[Referring expression pointing data]

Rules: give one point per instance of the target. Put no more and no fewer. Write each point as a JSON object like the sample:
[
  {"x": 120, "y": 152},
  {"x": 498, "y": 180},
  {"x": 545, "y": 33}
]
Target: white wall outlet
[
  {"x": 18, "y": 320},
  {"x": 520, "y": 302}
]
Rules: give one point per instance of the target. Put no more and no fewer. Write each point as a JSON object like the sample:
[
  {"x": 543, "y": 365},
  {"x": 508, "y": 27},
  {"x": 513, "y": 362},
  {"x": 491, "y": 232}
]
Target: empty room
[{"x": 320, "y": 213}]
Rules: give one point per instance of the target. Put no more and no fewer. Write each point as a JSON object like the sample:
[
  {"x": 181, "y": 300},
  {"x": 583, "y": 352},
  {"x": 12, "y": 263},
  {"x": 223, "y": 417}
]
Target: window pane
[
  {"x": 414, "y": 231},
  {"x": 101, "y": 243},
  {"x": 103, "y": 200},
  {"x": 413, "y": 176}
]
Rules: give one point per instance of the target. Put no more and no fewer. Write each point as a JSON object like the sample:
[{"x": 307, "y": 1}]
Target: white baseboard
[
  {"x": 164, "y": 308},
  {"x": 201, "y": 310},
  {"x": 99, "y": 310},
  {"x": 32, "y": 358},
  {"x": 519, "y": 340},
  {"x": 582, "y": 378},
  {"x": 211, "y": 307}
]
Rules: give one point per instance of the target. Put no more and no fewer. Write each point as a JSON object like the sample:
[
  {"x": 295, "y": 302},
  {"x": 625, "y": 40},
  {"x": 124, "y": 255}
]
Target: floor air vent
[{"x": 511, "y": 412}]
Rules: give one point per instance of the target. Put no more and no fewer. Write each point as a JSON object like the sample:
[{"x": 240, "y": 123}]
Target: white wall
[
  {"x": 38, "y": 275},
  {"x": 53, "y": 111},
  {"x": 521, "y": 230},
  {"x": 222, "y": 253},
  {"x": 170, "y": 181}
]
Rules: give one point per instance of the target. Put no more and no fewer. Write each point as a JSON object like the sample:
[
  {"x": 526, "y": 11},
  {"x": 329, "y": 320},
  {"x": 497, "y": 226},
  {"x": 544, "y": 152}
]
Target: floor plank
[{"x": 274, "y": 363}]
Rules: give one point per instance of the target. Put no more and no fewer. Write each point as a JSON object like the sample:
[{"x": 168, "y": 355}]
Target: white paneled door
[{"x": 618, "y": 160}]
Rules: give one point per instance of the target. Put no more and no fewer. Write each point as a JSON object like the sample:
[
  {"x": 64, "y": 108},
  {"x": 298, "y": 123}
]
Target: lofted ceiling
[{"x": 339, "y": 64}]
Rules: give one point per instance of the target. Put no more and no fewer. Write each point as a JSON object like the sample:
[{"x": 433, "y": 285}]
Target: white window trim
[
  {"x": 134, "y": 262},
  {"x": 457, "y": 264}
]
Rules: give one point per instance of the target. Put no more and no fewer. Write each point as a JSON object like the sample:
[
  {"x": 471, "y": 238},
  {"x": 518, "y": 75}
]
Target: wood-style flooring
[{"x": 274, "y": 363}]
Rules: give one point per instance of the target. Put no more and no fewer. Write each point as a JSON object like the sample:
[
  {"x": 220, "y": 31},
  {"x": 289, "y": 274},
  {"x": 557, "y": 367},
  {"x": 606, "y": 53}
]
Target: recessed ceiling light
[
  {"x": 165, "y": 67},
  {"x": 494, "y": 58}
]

(Your instructions): Repeat the entries exactly as they appear.

(Result of the task):
Rules: give one point per instance of the target. Put no more and no fewer. Write each point as a JSON object like the sample:
[
  {"x": 120, "y": 152},
  {"x": 498, "y": 180},
  {"x": 545, "y": 33}
]
Target: white wall outlet
[
  {"x": 18, "y": 320},
  {"x": 520, "y": 302}
]
Rules: give one point per instance of the target. Put no more and no fewer. Write each point as a JSON object like the sample:
[
  {"x": 543, "y": 365},
  {"x": 508, "y": 27},
  {"x": 513, "y": 362},
  {"x": 491, "y": 232}
]
Target: empty room
[{"x": 320, "y": 213}]
Rules: give one point per instance of the target. Put no more and no fewer. Write each point as a JSON object like the sample:
[
  {"x": 181, "y": 300},
  {"x": 583, "y": 352},
  {"x": 12, "y": 263},
  {"x": 223, "y": 417}
]
Target: window pane
[
  {"x": 414, "y": 231},
  {"x": 101, "y": 243},
  {"x": 103, "y": 200},
  {"x": 413, "y": 176}
]
Rules: give one point per instance of the target. Put no more and no fewer. Write each point as a JSON object like the sample:
[{"x": 307, "y": 1}]
Target: white baseboard
[
  {"x": 164, "y": 308},
  {"x": 201, "y": 310},
  {"x": 99, "y": 310},
  {"x": 32, "y": 358},
  {"x": 519, "y": 340},
  {"x": 582, "y": 378},
  {"x": 211, "y": 307}
]
Rules: give one point per instance of the target. Put no more and no fewer. Write each point as a JSON object like the sample:
[
  {"x": 295, "y": 302},
  {"x": 625, "y": 40},
  {"x": 124, "y": 255}
]
Target: floor air vent
[{"x": 511, "y": 412}]
Rules: give one point per instance of the target. Put no more and no fewer. Write each point as a JSON object like the sample:
[{"x": 240, "y": 123}]
Target: white wall
[
  {"x": 38, "y": 275},
  {"x": 53, "y": 111},
  {"x": 521, "y": 230},
  {"x": 222, "y": 253},
  {"x": 170, "y": 181}
]
Rules: give one point per instance of the target. Put no more and no fewer. Write each point as a JSON object like the sample:
[
  {"x": 526, "y": 11},
  {"x": 329, "y": 320},
  {"x": 497, "y": 226},
  {"x": 544, "y": 152}
]
Target: floor plank
[{"x": 274, "y": 363}]
Rules: give one point per instance of the target. Put no more and no fewer. Write each point as a JSON object like the sample:
[{"x": 168, "y": 355}]
Target: white paneled door
[{"x": 618, "y": 160}]
Rules: give one point per instance of the target. Put no more and no fewer. Write each point as a JSON object like the sample:
[
  {"x": 64, "y": 108},
  {"x": 298, "y": 123}
]
Target: lofted ceiling
[{"x": 339, "y": 64}]
Rules: give one point per instance of the target. Put no more and no fewer. Write each point as a JSON object like the sample:
[{"x": 433, "y": 285}]
Target: white window trim
[
  {"x": 134, "y": 262},
  {"x": 457, "y": 264}
]
Rules: give one point per instance of the target. Put no more and no fewer. Write each point as a JSON object like the sample:
[
  {"x": 471, "y": 238},
  {"x": 518, "y": 75}
]
Target: wood-style flooring
[{"x": 274, "y": 363}]
Rules: give one point per instance of the target. Put no more and no fewer. Write each point as a JSON object like the sample:
[
  {"x": 220, "y": 31},
  {"x": 289, "y": 274},
  {"x": 557, "y": 367},
  {"x": 606, "y": 53}
]
Target: recessed ceiling light
[
  {"x": 165, "y": 67},
  {"x": 494, "y": 58}
]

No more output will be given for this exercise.